# [CONSIGNE]
Pourriez-vous écrire la suite de l'article ci-dessous sur les libéraux israéliens face à l'autoritarisme, en reprenant juste après sa dernière phrase ?

# [TEXTE SOURCE]
Quand un fasciste juif s'installe dans votre quartier

 Esther Solomon, Haaretz, 10/9/2023
Rédactrice en chef, Haaretz English
Traduit par Fausto Giudice, Tlaxcala

Pour les libéraux israéliens en difficulté mais nouvellement combatifs, la lutte contre l'autoritarisme et l’ethnonationalisme se déroule désormais non seulement à la Knesset et à la Cour suprême, mais aussi dans les bus, sur les places des ville et dans les rues résidentielles tranquilles.

Le ministre de la sécurité nationale, Itamar Ben-Gvir, et le ministre du développement de la Périphérie, du Néguev et de la Galilée [sic], Yitzhak Wasserlauf (à gauche). Photo : Ohad Zwigenberg

C’était un tableau parfait d’Israël à l’époque du coup d’État judiciaire de Netanyahou.

# [LIGNES BRUTES]
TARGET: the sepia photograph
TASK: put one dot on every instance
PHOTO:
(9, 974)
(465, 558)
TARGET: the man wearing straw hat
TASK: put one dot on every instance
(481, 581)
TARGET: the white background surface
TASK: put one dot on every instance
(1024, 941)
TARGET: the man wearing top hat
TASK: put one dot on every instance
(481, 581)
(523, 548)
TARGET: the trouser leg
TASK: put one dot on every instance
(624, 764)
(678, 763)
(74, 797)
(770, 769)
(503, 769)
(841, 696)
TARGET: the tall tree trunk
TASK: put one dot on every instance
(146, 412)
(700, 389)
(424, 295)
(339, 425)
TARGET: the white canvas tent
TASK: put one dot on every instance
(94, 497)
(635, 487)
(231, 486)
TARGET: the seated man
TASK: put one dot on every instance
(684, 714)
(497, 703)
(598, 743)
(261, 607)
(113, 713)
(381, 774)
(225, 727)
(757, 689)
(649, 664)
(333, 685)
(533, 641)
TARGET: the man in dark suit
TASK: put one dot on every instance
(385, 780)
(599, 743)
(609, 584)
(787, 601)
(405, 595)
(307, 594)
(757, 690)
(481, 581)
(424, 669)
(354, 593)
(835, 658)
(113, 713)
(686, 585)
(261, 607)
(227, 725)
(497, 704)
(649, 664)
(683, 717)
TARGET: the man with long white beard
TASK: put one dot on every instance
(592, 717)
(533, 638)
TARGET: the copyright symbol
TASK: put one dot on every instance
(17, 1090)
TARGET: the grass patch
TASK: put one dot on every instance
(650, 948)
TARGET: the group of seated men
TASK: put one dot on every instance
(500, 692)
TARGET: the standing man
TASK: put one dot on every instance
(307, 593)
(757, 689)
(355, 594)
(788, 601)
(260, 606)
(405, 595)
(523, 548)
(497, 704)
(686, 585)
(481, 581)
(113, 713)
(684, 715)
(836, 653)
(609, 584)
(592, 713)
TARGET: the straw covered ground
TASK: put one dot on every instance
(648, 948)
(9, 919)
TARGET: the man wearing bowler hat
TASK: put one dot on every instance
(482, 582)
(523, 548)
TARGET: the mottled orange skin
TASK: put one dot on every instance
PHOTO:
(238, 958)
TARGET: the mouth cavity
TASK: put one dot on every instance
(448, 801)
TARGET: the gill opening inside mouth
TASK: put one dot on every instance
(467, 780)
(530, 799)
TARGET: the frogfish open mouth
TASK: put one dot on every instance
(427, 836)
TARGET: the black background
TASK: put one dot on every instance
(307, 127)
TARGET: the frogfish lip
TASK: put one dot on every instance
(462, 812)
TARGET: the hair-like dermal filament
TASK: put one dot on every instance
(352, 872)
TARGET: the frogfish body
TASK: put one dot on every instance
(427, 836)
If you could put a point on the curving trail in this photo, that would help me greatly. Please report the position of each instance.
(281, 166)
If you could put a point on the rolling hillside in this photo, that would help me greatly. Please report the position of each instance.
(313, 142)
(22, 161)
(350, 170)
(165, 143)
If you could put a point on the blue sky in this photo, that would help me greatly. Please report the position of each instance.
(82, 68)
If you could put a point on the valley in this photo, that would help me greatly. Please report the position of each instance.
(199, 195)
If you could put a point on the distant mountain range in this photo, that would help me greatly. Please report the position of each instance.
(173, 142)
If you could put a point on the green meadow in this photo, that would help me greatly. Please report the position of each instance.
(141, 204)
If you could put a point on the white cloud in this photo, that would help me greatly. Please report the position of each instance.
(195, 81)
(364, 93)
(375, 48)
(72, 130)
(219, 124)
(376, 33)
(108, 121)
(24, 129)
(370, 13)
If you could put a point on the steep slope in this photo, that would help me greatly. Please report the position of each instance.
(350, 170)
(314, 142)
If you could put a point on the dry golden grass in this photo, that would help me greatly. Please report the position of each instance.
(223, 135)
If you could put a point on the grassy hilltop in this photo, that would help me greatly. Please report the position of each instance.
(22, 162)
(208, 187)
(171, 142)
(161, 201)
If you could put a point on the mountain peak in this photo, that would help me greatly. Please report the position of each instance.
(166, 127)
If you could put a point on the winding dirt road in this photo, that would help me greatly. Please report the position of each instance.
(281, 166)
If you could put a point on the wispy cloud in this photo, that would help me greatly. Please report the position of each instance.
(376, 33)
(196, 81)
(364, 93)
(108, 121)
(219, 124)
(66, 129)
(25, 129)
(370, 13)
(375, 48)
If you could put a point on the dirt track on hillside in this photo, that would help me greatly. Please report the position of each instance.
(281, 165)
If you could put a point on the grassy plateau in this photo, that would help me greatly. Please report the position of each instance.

# [RÉSULTAT OBTENU]
Dans un quartier majoritairement laïc et libéral, des manifestants pro-démocratie, brandissant des drapeaux israéliens et arc-en-ciel, des klaxons et des pancartes, se sont assis sur la route devant l’immeuble d’habitation du nord de Tel-Aviv dans lequel un ministre d’extrême droite particulièrement virulent du gouvernement Netanyahou venait d’emménager. Il se trouve que cet immeuble se trouve au coin de la rue où j’habite.

Les voisins d’Yitzhak Wasserlauf avaient orné leurs balcons d’immenses banderoles reprenant les principaux refrains du mouvement de protestation, l’une déclarant leurs habitants “fidèles à la Déclaration d’indépendance” et l’autre “peuple libre sur notre terre” (une citation de l’hymne national, “Hatikva”). Des autocollants apposés sur les réverbère le long de la rue proclamaient : “Coercition religieuse, racisme, homophobie : pas dans notre quartier”. “Les Israéliens laïques ne sont pas des esclaves”. Et, s’adressant à Netanyahou : “Nous ne servirons pas un dictateur”.

À quelques mètres de là, des policiers bousculaient avec force une autre foule de manifestants, tandis que leur commandant - connu pour avoir lancé des grenades assourdissantes sur les manifestants au début des rassemblements contre le coup d’État - leur criait de “tenir la ligne”.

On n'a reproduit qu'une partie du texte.